======== Data supplied

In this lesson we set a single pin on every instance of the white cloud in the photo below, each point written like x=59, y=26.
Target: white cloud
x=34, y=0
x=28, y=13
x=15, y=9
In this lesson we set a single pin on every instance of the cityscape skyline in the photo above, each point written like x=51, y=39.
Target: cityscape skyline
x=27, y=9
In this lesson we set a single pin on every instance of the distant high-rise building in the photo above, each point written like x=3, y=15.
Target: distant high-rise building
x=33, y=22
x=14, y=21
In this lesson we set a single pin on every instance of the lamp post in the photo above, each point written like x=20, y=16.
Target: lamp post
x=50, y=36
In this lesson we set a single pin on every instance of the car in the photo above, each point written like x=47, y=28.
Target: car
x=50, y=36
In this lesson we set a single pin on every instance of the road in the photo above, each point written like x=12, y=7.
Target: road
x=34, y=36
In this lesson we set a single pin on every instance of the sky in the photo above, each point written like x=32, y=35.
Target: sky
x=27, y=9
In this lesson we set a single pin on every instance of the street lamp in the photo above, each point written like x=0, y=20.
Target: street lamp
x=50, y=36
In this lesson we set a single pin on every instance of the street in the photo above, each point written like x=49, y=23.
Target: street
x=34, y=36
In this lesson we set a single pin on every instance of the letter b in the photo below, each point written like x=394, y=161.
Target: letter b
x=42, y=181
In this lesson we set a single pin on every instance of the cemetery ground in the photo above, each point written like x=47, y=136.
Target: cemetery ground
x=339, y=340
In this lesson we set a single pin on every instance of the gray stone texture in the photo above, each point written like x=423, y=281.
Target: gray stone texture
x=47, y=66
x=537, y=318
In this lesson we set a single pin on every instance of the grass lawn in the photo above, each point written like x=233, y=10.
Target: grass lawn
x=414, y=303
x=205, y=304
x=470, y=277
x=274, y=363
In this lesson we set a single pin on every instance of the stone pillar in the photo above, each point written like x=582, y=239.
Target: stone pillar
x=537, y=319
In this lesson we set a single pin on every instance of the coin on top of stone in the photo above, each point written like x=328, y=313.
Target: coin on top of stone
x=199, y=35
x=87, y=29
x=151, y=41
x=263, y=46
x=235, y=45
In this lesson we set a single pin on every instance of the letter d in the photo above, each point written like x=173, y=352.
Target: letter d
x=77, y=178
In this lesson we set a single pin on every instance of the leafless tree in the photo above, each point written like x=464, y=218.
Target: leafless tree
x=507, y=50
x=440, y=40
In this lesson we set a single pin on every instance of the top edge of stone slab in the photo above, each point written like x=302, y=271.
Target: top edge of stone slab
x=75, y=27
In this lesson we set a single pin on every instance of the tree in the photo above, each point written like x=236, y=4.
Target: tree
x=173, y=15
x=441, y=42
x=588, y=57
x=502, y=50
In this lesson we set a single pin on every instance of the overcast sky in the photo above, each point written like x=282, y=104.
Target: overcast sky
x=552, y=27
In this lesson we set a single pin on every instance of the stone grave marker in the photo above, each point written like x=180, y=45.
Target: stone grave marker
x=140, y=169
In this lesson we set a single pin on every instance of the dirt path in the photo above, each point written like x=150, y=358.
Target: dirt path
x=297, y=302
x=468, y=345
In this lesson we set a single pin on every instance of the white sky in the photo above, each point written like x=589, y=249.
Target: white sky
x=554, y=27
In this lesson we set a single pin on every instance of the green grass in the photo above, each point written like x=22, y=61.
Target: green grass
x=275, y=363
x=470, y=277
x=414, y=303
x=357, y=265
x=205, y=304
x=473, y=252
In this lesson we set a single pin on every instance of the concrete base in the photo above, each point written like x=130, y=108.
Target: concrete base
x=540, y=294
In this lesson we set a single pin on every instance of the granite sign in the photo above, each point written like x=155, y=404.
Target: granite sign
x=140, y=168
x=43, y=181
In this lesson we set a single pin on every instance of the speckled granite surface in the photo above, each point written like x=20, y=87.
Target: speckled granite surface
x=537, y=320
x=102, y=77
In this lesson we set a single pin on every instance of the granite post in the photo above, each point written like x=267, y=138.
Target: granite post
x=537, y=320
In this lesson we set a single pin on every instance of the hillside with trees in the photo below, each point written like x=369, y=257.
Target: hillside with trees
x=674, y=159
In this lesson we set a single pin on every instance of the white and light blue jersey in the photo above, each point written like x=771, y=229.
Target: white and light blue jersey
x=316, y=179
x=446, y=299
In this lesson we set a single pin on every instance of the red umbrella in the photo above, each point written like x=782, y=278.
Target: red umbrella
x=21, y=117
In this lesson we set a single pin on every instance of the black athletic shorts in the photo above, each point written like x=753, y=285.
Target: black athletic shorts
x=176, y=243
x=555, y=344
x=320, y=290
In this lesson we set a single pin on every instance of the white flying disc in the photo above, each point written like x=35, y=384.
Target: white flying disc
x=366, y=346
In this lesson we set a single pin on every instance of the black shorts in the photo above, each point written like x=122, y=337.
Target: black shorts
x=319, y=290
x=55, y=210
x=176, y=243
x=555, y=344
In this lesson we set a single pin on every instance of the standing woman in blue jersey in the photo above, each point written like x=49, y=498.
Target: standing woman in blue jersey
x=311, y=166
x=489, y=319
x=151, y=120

================

◆ Aim of the exercise ◆
Your answer should be the full set of records, printed exactly.

◆ Solution ◆
In this lesson we set a single pin on every instance of the white cloud in the photo below, each point written like x=59, y=26.
Target: white cloud
x=34, y=0
x=28, y=13
x=15, y=9
In this lesson we set a single pin on every instance of the cityscape skyline in the photo above, each point written like x=51, y=39.
Target: cityscape skyline
x=27, y=9
In this lesson we set a single pin on every instance of the distant high-rise building in the photo above, each point written like x=3, y=15.
Target: distant high-rise building
x=33, y=22
x=14, y=21
In this lesson we set a single pin on every instance of the lamp post in the photo above, each point written like x=20, y=16.
Target: lamp post
x=50, y=36
In this lesson we set a single pin on every instance of the car in the photo above, each point written like x=47, y=28.
Target: car
x=50, y=36
In this lesson we set a single pin on every instance of the road in the photo above, each point written like x=12, y=7.
Target: road
x=34, y=36
In this lesson we set a single pin on every instance of the sky in the photo above, each point written like x=32, y=35.
Target: sky
x=27, y=9
In this lesson we set a single pin on every instance of the street lamp in the photo above, each point written like x=0, y=20.
Target: street lamp
x=50, y=36
In this lesson we set a single pin on every instance of the street in the photo above, each point written like x=49, y=23.
Target: street
x=34, y=36
In this lesson we set a single pin on every instance of the letter b in the photo below, each point written like x=394, y=161.
Target: letter b
x=42, y=181
In this lesson we set a single pin on every instance of the cemetery ground in the photo above, each point written like x=47, y=136.
Target: cemetery ground
x=339, y=340
In this lesson we set a single pin on every instance of the gray stone texture in the photo above, each point written like x=423, y=281.
Target: gray stone texture
x=47, y=66
x=537, y=318
In this lesson we set a single pin on every instance of the grass lawn in the photo above, each point written like x=233, y=10.
Target: grass lawn
x=414, y=303
x=205, y=304
x=470, y=277
x=274, y=363
In this lesson we set a single pin on every instance of the stone pillar in the photo above, each point written like x=582, y=239.
Target: stone pillar
x=537, y=319
In this lesson we set a single pin on every instance of the coin on top of stone in the photo above, each point written like x=328, y=313.
Target: coin on top of stone
x=199, y=35
x=87, y=29
x=151, y=41
x=263, y=46
x=235, y=45
In this lesson we set a single pin on every instance of the letter d in the photo above, each point written like x=173, y=352.
Target: letter d
x=77, y=178
In this lesson we set a single pin on every instance of the leafless tree in the photo above, each point written like x=464, y=218.
Target: leafless tree
x=507, y=50
x=440, y=40
In this lesson we set a single pin on every instance of the top edge of stone slab in the photo above, each point written like x=302, y=271.
Target: top edge of stone slab
x=75, y=27
In this lesson we set a single pin on every instance of the tree in the photo above, each point written like x=236, y=4.
Target: tree
x=173, y=15
x=441, y=42
x=588, y=57
x=502, y=50
In this lesson we set a single pin on every instance of the overcast sky in the photo above, each point written like x=282, y=104.
Target: overcast sky
x=552, y=27
In this lesson we set a single pin on every instance of the stone grave marker in the photo above, each point written like x=180, y=45.
Target: stone grave marker
x=140, y=169
In this lesson we set a single pin on every instance of the dirt path in the photo above, each point written like x=150, y=358.
Target: dirt path
x=297, y=302
x=468, y=345
In this lesson we set a single pin on every instance of the white sky in the photo above, each point written like x=589, y=249.
Target: white sky
x=554, y=27
In this lesson we set a single pin on every instance of the green grass in the photo above, each point written like x=22, y=61.
Target: green grass
x=275, y=363
x=470, y=277
x=414, y=303
x=357, y=265
x=205, y=304
x=473, y=252
In this lesson we set a single pin on every instance of the concrete base in the photo above, each point written like x=130, y=108.
Target: concrete base
x=540, y=294
In this lesson we set a single pin on every instance of the granite sign in the photo above, each point written like x=155, y=404.
Target: granite sign
x=140, y=168
x=43, y=181
In this lesson we set a single pin on every instance of the speckled granite surface in the photo above, each point written like x=20, y=87.
Target: speckled granite surface
x=537, y=320
x=102, y=77
In this lesson we set a single pin on every instance of the granite post in the photo above, each point written like x=267, y=138.
Target: granite post
x=537, y=320
In this lesson we set a single pin on every instance of the hillside with trees in the photo below, each point written like x=369, y=257.
Target: hillside with trees
x=674, y=159
In this lesson we set a single pin on every instance of the white and light blue jersey in the photo above, each point written like x=771, y=229.
Target: white and light blue jersey
x=316, y=179
x=446, y=299
In this lesson we set a single pin on every instance of the red umbrella in the photo above, each point written like x=782, y=278.
Target: red umbrella
x=21, y=117
In this lesson we set a single pin on every instance of the black athletic shorts in the photo above, each point written like x=753, y=285.
Target: black athletic shorts
x=176, y=243
x=555, y=344
x=320, y=290
In this lesson we set a single pin on every instance of the white flying disc in the photo above, each point written like x=35, y=384.
Target: white flying disc
x=366, y=346
In this lesson we set a single pin on every instance of the black shorts in the photo above, each point written like x=122, y=337.
Target: black shorts
x=319, y=290
x=55, y=210
x=176, y=243
x=555, y=344
In this lesson we set a single pin on every instance of the standing woman in blue jersey in the photo above, each point written like x=49, y=498.
Target: standing woman in blue jersey
x=311, y=166
x=489, y=319
x=151, y=120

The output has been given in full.